BRANO DI LETTURA
::::::

In larga parte i più giovani lo faranno disertando i seggi, che è già una pessima notizia per i democratici poiché l’alta affluenza dei ventenni era stata una delle maggiori componenti del loro successo, sia nel 2006 quando riconquistarono il Congresso, sia nel 2008 quando aggiunsero al bottino la Casa Bianca. Il gap tra i votanti giovani (75%) e quelli over 30 (87%) fu di soli 12 punti percentuali nel 2008, mentre la Gallup stima oggi una forbice di 23 punti tra gli over 30 intenzionati a votare (il 42%) e il 19% dei giovani che pensano alle urne.

Ma all’orizzonte c’è uno schiaffo più doloroso del disinteresse che aumenterà l’assenteismo democratico. Sondaggio dopo sondaggio la giovanissima generazione sedotta dal «change» di Barack appare sempre più attratta dai repubblicani. Due anni fa il distacco nella fascia tra i 18 e i 29 anni tra gli obamiani e il Gop, Gran Old Party, era di 32 punti, dal 62% al 30%. Ora la distanza è ridotta a meno della metà, 14 punti tra il 54% pro democratici e il 40% pro repubblicani.

Che cosa sta cambiando l’umore dei ventenni americani? Per usare il motto preferito da Bill Clinton contro Bush il Vecchio quando lo sfidò nel 1992 per la Casa Bianca, «It’s the economy, stupid!» (E’ l’economia, stupido. Il Paese era in recessione dal 1991, e la prima guerra del Golfo appena vinta da Bush non gli servì a nulla. La gente pensava e pensa al portafoglio, e al reddito per rifornirlo. I giovanotti saranno per natura più idealisti e più liberal, sensibili agli slogan della pace e dell’uguaglianza sociale. Ma sono anche quelli che, nell’America di Obama, sono toccati più da vicino: i posti di lavoro spariscono, e le prospettive di una soddisfacente sistemazione sociale si allontanano.

::::::

DATI RIPORTATI
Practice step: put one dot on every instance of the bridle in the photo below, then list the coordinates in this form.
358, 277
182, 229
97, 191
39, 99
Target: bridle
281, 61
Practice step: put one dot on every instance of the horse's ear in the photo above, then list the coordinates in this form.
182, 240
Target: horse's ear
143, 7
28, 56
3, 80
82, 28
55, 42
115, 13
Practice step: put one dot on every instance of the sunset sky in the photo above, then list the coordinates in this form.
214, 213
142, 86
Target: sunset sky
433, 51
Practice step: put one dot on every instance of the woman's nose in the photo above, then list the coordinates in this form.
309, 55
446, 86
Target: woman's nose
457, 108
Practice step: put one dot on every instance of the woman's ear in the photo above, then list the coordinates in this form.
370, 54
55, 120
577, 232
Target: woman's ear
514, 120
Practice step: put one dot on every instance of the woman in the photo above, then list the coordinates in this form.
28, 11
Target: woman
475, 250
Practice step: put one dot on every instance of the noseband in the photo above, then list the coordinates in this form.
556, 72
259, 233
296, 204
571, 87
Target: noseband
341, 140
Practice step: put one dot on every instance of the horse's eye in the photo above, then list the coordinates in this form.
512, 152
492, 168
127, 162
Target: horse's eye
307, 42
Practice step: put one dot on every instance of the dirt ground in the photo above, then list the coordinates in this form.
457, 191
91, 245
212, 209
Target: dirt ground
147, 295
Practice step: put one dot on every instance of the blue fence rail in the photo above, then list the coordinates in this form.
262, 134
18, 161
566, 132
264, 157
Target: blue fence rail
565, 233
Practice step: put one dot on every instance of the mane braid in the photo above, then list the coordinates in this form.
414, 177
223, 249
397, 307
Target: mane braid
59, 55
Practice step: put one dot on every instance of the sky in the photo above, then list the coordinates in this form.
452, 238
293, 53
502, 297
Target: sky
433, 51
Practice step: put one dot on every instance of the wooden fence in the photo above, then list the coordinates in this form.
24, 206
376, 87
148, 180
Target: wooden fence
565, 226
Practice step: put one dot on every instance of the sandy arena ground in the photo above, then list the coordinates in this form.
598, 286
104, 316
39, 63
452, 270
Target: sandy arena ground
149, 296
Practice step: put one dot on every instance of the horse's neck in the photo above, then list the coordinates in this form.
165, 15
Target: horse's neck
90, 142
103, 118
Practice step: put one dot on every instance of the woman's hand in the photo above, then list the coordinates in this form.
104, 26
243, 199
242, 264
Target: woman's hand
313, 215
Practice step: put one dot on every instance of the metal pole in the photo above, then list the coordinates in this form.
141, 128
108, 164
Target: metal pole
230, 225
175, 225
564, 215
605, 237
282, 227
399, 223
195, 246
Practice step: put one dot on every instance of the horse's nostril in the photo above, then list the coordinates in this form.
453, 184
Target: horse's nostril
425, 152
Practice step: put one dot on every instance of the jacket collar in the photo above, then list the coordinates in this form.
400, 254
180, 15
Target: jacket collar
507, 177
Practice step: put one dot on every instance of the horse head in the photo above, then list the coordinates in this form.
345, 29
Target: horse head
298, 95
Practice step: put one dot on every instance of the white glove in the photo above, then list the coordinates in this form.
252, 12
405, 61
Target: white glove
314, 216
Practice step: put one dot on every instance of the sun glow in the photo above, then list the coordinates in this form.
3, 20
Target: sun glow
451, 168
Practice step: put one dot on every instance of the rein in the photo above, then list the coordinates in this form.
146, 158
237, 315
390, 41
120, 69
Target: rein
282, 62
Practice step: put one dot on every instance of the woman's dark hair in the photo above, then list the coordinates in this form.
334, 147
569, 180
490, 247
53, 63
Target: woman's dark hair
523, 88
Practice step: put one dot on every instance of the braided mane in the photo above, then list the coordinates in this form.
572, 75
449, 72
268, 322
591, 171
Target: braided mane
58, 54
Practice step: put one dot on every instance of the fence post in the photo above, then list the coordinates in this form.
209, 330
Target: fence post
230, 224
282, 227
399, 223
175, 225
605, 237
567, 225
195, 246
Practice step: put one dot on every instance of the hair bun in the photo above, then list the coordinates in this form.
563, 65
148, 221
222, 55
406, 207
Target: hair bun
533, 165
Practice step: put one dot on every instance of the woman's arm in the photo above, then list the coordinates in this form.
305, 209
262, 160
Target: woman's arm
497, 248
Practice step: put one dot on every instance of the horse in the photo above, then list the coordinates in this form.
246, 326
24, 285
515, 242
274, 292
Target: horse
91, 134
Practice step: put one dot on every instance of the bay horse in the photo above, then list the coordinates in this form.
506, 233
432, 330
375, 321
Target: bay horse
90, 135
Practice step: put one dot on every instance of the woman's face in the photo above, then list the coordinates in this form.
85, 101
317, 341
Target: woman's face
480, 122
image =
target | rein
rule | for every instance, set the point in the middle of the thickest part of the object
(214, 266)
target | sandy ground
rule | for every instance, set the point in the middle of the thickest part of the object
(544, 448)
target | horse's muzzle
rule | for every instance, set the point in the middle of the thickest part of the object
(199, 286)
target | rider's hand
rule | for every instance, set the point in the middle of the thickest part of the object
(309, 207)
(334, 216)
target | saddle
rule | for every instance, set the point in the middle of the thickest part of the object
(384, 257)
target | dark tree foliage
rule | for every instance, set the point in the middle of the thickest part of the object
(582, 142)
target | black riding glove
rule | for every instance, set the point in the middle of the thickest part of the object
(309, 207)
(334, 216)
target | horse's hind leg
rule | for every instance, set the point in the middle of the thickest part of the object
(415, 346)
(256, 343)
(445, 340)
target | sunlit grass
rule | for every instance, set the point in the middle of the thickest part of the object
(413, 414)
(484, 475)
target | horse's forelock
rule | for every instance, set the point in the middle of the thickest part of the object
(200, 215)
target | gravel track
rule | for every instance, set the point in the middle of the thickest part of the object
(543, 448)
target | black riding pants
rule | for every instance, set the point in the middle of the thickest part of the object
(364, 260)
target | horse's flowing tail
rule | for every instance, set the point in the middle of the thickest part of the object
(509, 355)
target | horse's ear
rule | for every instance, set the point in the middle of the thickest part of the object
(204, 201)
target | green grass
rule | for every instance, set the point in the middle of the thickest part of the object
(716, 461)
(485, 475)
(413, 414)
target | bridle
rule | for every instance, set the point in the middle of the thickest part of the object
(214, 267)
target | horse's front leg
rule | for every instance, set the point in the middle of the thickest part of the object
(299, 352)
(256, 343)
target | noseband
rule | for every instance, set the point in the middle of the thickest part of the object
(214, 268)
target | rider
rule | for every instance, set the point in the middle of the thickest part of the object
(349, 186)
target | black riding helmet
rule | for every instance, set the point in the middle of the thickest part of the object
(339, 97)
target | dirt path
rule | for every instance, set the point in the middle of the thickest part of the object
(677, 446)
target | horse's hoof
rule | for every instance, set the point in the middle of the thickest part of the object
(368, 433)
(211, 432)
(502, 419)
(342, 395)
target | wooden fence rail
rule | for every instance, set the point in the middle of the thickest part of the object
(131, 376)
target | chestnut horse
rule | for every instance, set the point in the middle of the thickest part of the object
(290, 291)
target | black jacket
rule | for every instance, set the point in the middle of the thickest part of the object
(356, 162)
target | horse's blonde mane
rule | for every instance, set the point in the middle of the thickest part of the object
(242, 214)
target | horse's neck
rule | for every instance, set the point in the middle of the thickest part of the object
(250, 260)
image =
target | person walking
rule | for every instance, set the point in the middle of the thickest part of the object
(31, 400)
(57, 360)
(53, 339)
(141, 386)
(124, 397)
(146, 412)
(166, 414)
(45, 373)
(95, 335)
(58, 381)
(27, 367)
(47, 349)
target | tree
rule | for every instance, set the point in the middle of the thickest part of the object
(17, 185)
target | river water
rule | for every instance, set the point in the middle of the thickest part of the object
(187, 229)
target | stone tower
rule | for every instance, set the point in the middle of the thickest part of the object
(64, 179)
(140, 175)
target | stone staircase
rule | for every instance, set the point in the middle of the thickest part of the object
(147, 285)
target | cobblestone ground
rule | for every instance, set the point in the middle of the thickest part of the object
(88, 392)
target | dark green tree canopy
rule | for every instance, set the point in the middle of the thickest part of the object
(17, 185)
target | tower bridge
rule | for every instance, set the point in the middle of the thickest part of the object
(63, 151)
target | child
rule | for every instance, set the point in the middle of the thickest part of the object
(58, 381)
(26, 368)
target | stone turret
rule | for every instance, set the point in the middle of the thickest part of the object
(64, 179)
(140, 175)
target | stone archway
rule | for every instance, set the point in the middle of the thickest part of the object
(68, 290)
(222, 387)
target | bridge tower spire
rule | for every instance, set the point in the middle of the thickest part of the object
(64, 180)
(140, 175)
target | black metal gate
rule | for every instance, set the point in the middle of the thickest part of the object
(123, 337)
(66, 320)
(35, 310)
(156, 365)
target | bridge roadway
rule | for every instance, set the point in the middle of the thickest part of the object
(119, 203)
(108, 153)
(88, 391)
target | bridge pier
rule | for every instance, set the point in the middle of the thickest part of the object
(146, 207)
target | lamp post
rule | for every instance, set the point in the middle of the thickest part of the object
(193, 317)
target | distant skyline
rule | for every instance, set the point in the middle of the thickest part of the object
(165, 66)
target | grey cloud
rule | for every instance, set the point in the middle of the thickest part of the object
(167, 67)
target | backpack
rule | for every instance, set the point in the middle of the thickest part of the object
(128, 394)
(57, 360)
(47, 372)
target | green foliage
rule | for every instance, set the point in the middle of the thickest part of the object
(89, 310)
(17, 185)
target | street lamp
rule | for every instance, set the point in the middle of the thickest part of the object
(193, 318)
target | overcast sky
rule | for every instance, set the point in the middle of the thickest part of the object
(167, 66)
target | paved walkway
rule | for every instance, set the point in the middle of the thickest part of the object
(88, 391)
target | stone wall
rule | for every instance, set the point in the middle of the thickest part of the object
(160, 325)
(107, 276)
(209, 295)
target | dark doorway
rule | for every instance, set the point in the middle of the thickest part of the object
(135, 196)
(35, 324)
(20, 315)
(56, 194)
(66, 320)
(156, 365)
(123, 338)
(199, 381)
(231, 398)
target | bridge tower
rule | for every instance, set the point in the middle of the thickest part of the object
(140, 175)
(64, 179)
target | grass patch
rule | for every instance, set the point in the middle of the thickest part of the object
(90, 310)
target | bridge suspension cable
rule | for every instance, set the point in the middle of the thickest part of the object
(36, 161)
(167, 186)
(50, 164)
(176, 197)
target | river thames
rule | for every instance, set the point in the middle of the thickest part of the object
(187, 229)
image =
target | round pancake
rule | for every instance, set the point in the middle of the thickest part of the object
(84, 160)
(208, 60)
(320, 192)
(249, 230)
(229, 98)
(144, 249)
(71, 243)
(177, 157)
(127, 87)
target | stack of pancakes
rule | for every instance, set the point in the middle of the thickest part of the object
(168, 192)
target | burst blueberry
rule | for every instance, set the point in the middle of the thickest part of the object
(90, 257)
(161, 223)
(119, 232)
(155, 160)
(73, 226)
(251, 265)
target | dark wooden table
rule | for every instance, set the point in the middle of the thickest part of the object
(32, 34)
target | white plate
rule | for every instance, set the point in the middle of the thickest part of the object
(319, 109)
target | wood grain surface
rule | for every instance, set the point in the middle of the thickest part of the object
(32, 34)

::::::

COMPLETA QUANTO SEGUE
A: Secondo il brano di lettura, perché il fatto che molti giovani diserteranno i seggi è una pessima notizia per i democratici? Rispondi in una o due frasi.
B: Prosegui il brano di lettura sul voto dei giovani americani a partire dalla sua ultima frase.
Le righe riportate sono materiale separato dal brano di lettura.

RISULTATI
A: Perché l'alta affluenza dei ventenni era stata una delle maggiori componenti del successo dei democratici, sia nel 2006, quando riconquistarono il Congresso, sia nel 2008, quando aggiunsero la Casa Bianca.

B:
Quest’anno, secondo dati del ministero del lavoro di fine agosto, la percentuale di giovanissimi tra i 16 e i 24 anni che hanno lavorato in luglio è stata del 48,9%, la più bassa dal 1948 (luglio è, tipicamente, il mese con la più alta occupazione tra i ragazzi perché ci sono anche gli studenti con impieghi stagionali). In assoluto, la disoccupazione tra i giovani è aumentata di 571 mila unità da aprile a luglio, con un tasso del 20,5% di senza lavoro tra i giovani maschi e del 17,5% tra le giovani donne.

Non è questione di «posto fisso per la vita»: gli americani subiscono la precarietà, per dirla all’europea, come regola del gioco capitalistico. Ma se la distruzione non è creativa, se l’impresa che chiude non è sostituita da una che assume, non ci siamo.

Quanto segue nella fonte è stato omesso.